> _Passage shown_
# Jet advise needed



## teejay (Jun 12, 2010)

I'm currently in the middle of a jet boat project & I'm rethinking my motor choice. I have a 16'x48" modified vee Landau jon boat that the jet will be going on it weighs roughly 300 empty. I have a 1995 40hp 4cyl Mercury 2cycle with a jet lower unit that is in great condition, but I believe this motor will not have enough power to push the boat the way I would like since it is only 25hp at the jet. I have been thinking about selling this motor and buying something bigger, and have a line on a 1976 75 hp Johnson or a 1984 75 hp Mercury. My main issue with the 40/25 I own is that I don't want to run a bare hull, I would like to put a flat floor over the ribs and a small deck on the front and have myself & 1 or two other people in the boat. I don't need a hot rod, but would like to run about 25mph wide open loaded and around 30mph with just me and a light load, and cruise around 20mph easily. Does anyone have a combo similar to any of theses and how does it perform ? Thanks.


----------



## Codeman (Jun 14, 2010)

Man I don't know you should be able get 25 out of her I would think. I have an 18x48 (see my sig) with a 76 Merc 50 (used and abused) and since I've decked it have gotten 23mph out of it on a good day by myself. That late a model of motor should be quite a bit better off than my old lump. I'd give it a shot before I spent a ton of extra money. Just my opinion.


----------



## teejay (Jun 14, 2010)

I think I'm going to put it together & try it, if it doesn't work I will probably sell the whole package to buy a new commercial boat to put a larger motor on so I can get around the horsepower rating. I just bought another jet pump for a older inline 6 mercury, because it was dirt cheap. Thanks for the help.


----------



## Codeman (Jun 15, 2010)

teejay said:


> I think I'm going to put it together & try it, if it doesn't work I will probably sell the whole package to buy a new commercial boat to put a larger motor on so I can get around the horsepower rating. I just bought another jet pump for a older inline 6 mercury, because it was dirt cheap. Thanks for the help.



I'd love to have an inline 6 with a pump on it. I like the old Mercs.


----------



## fender66 (Jun 15, 2010)

Teejay,

I'm running a 1648 alweld flat bottom jon with a 40 hp Yamaha jet that's 1986. I can get it up on plane, but when I load her down I'm always wishing I had a 60/40 behind me. Part of this is the "always wanting better" syndrome though. My 40 does okay, and I think I'll be fine on some of the other rivers that I want to hit soon. A couple weeks ago, I had it loaded with my wife and 2 daughters and dog so I could show off how much fun it is. I didn't get any fishing in, but they had a good time just going for a boat ride.

> _Raw records_

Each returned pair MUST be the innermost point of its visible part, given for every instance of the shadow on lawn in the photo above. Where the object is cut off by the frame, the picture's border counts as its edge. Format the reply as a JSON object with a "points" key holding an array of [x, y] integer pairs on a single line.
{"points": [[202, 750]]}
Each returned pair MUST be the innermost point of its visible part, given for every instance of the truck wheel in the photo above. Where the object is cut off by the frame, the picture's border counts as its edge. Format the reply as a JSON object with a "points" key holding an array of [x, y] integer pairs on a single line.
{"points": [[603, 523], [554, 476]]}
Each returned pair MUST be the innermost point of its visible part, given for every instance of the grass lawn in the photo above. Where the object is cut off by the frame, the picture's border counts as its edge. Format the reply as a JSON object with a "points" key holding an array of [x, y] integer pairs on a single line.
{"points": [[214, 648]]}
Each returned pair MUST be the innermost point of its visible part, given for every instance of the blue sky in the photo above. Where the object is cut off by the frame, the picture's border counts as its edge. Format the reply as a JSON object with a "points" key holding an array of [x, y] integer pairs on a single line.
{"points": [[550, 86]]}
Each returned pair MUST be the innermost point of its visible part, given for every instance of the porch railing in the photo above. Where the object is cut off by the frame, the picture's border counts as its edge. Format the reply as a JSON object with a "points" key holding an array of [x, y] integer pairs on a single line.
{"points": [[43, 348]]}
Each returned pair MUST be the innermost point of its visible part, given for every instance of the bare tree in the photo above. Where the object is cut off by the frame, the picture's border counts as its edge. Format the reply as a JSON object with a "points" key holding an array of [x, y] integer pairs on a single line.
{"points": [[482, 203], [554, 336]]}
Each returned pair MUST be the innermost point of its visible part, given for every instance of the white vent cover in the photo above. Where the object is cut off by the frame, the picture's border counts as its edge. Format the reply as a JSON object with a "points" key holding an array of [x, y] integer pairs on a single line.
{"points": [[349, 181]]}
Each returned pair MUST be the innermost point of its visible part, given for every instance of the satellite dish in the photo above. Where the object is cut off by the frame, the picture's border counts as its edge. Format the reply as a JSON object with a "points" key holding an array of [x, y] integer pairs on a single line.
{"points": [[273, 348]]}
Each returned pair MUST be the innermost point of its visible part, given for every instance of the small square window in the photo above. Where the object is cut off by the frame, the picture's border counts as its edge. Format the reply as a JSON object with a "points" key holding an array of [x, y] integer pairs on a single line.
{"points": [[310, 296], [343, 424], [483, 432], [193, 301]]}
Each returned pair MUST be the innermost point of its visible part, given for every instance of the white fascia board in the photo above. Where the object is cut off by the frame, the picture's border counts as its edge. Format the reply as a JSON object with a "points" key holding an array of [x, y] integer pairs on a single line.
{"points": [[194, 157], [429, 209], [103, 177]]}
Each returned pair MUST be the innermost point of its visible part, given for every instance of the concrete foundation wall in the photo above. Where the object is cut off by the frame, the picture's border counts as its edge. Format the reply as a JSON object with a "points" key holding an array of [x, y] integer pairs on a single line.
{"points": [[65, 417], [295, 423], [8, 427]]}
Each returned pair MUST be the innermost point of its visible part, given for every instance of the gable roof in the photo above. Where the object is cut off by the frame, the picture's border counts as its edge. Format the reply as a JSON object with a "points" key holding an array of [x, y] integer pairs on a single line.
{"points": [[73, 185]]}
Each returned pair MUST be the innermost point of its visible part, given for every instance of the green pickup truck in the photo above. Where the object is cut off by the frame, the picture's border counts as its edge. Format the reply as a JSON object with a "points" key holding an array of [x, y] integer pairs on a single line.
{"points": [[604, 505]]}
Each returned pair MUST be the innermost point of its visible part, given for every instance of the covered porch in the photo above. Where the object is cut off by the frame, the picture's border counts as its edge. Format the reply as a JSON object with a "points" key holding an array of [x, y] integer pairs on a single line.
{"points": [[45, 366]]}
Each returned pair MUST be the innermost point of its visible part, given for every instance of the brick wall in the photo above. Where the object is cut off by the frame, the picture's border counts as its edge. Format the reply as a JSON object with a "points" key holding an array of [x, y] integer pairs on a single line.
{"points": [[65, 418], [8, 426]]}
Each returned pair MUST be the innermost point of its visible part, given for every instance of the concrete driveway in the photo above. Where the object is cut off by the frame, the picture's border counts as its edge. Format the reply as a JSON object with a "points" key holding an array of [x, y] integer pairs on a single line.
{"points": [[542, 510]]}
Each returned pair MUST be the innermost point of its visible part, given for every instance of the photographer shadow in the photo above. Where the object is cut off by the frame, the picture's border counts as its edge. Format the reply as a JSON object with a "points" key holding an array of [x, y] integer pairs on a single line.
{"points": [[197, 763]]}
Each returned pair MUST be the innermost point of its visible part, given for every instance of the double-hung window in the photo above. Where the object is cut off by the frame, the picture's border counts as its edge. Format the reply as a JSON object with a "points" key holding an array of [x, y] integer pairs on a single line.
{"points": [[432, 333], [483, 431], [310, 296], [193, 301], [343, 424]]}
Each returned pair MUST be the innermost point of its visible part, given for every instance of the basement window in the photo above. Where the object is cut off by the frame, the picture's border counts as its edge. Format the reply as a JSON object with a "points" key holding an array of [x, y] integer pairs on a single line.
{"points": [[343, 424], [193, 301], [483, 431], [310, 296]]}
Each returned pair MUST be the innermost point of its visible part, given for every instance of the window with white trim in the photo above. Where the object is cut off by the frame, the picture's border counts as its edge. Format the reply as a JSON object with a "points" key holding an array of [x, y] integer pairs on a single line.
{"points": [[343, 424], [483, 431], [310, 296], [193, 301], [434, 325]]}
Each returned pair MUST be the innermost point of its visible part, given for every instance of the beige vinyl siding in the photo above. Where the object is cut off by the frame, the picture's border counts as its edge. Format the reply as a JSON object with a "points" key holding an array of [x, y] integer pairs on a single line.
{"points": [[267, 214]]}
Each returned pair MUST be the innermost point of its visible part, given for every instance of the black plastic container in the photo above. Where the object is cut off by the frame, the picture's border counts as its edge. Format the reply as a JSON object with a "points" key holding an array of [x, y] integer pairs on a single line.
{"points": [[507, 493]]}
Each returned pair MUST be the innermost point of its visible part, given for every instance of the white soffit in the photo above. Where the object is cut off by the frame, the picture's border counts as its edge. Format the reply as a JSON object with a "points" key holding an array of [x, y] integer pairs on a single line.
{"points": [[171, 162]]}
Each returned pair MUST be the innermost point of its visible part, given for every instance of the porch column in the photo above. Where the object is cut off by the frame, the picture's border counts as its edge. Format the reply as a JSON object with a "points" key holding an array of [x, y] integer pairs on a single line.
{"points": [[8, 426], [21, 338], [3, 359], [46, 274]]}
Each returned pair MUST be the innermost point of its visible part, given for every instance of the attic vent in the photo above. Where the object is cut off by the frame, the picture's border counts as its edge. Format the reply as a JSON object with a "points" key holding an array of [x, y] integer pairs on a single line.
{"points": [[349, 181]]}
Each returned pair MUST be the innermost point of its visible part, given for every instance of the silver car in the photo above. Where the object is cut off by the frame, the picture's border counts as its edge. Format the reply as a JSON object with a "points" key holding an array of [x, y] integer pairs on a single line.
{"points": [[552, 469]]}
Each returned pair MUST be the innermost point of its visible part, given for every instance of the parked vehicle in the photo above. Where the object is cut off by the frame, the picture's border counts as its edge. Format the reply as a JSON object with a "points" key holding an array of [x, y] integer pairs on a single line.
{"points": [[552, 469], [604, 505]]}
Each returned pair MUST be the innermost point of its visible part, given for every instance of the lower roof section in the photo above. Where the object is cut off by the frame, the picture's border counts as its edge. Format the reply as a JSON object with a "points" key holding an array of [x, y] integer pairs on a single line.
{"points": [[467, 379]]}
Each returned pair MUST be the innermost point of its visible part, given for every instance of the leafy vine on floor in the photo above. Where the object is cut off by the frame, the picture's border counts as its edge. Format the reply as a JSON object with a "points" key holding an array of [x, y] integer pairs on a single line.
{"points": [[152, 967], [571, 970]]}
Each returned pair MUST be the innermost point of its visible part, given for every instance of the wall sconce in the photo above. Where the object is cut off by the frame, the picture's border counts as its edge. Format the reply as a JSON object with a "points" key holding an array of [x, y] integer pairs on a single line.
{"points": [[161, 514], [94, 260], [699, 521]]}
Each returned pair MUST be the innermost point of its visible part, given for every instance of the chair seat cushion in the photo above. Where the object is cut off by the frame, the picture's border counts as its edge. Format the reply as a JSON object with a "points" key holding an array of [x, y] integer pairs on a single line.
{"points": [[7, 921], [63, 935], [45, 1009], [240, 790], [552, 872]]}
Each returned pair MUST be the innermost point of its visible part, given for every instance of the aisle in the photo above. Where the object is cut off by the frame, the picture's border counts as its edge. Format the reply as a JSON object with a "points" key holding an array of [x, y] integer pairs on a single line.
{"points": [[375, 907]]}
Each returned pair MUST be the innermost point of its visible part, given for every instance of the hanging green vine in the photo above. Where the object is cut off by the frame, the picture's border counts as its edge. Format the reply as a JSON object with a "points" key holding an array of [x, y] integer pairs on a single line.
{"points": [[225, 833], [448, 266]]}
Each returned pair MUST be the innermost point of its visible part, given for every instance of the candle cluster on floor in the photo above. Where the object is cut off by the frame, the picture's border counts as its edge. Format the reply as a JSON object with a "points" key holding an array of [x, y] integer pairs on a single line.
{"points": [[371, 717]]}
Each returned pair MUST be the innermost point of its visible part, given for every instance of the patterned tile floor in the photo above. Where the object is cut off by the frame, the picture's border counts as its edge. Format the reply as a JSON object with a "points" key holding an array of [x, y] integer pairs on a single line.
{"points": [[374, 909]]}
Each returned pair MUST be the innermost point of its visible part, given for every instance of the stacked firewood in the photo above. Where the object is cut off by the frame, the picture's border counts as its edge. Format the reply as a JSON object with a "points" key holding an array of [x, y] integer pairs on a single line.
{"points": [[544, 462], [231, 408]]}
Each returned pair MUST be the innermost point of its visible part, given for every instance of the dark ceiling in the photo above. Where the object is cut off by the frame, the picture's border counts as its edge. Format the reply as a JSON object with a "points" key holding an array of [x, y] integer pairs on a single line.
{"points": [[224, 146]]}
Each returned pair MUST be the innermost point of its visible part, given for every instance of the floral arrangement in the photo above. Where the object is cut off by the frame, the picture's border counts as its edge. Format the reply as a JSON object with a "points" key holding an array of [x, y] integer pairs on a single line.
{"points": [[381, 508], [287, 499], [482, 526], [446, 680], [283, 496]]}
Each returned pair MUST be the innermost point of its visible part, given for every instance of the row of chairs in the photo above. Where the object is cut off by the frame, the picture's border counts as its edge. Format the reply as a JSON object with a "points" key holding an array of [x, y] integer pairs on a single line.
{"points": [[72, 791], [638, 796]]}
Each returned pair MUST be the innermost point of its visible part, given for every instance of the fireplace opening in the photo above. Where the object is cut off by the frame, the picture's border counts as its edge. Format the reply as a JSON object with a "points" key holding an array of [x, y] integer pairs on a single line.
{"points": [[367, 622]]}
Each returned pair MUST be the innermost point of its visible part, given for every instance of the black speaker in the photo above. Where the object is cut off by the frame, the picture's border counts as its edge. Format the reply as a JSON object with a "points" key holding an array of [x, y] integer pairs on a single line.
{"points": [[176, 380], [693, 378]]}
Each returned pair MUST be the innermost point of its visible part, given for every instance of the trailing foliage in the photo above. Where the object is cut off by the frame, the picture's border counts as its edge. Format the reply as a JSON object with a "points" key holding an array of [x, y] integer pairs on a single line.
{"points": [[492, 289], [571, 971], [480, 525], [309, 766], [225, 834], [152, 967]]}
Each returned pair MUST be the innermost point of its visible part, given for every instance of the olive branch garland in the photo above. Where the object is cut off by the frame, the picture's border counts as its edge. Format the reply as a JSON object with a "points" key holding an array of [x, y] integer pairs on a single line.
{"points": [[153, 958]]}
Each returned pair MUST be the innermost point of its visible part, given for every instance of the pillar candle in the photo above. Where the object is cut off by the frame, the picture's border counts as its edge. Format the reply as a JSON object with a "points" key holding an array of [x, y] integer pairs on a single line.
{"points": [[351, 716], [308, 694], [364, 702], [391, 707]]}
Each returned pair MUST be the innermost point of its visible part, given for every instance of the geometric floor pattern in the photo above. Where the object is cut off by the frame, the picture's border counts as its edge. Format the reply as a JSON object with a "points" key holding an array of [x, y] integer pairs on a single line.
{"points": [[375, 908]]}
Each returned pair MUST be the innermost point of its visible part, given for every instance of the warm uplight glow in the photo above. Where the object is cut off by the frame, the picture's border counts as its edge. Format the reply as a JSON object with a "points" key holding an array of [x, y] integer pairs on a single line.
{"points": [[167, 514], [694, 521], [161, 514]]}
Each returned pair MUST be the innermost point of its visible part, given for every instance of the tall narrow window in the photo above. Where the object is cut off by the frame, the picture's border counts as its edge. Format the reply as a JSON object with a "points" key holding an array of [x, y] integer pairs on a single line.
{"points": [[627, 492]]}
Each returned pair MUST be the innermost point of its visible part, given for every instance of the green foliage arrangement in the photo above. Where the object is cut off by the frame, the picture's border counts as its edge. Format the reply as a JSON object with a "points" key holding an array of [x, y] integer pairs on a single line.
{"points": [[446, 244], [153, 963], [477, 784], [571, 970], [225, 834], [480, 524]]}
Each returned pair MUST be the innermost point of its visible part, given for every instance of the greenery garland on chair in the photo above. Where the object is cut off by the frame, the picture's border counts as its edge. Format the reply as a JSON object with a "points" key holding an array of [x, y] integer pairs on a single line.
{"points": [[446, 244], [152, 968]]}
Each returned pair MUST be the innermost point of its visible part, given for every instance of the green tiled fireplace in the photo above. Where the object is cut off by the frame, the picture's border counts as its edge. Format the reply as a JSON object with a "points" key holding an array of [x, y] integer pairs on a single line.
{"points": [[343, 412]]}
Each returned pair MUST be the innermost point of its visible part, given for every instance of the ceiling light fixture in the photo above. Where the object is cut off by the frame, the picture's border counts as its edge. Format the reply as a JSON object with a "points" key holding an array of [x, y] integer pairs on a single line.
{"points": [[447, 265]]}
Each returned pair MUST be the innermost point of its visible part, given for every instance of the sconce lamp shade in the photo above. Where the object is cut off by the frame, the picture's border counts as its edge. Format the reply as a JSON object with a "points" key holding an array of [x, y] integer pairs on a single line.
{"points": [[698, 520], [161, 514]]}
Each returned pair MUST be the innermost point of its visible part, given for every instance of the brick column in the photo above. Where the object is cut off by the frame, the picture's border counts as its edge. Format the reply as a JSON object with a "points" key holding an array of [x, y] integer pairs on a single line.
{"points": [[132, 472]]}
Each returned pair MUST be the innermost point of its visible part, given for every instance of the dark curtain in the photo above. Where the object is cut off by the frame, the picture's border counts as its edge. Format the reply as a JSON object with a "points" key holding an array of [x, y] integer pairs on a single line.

> _Written instruction 1_
In the jet boat thread, what outboard does fender66 run on the 1648 Alweld flat-bottom jon?
> _Written instruction 2_
Carry the jet boat thread forward from its last sentence.

> _Right answer 1_
A 1986 40 hp Yamaha jet.

> _Right answer 2_
I don't think your "V" bottom will run as shallow as my flat, but I don't have much experience with V bottoms.

I have modded my ride with aluminum floor and am in the process of doing the sides and rear deck. I bought it with a front deck made out of stainless that is pretty heavy, and I might redo that over the winter months. (pics of mod still coming)

I bought my boat in late December of last year and take it out every chance I can. I know it's not much yet, but I'm certainly adding time to it most every weekend.

You list yourself as being in eastern Missouri....the eastern coast of Missouri is pretty long. Any chance you are around St. Louis? Maybe we could swap some info to help us both get where we want to go. I've found the BEST service that I could possibly find for jet motors in the Midwest already and would be happy to share any info that I have with you (or anyone for that matter).


----------



## Codeman (Jun 15, 2010)

fender66 said:


> I don't think your "V" bottom will run as shallow as my flat, but I don't have much experience with V bottoms.



I think its a mod V not a true V hull. It's a flat bottom for the most part, they just do better in rough water.


----------



## teejay (Jun 15, 2010)

Yep, It's a mod V, it's the 1670MV Open on this site.

https://k0swi.microlnk.com/2BUYRIGHT/MS/B_NEW_J/RIVETED_JON%20BOATS,%20WITH%20WELDED%20SEAMS.htm 

I got it from Black Jack Marina on Mark Twain Lake it's a rental they retired. I'm not to far from you fender66 (at least in internet world ) I'm about 35 miles SW of you on 44 in St. Clair.


----------



## S&amp;MFISH (Jun 15, 2010)

Another member from MO.Glad to here from you TeeJay.I'm midway between you and fender,in Cedar Hill.Coincidently, my brother lives in St.Clair off of PP/Hwy 30.Me and him can be found over near Redhorse on occasion.


----------



## fender66 (Jun 16, 2010)

Sounds like a day of fishing is in the works guys. Nice to have you both so close.


----------



## teejay (Jun 16, 2010)

S&MFISH said:


> Another member from MO.Glad to here from you TeeJay.I'm midway between you and fender,in Cedar Hill.Coincidently, my brother lives in St.Clair off of PP/Hwy 30.Me and him can be found over near Redhorse on occasion.



I know where Redhorse is, we used to put in there before they even had a ramp in the 80's. I haven't been on the rivers in years, I had been going to Mark Twain Lake mostly , but I sold my fish-n-ski last year. I usually go to Ulhemeyer Access on the Burbouse or Chouteau Claim Access where the Burbouse and Meramec run together, because I was using my Grandpa's old boat and it's a 14x36 with a 6hp Johnson so the Burbouse was better because the current runs slower. Is Redhorse nice now, it was a party spot long ago.


----------



## S&amp;MFISH (Jun 17, 2010)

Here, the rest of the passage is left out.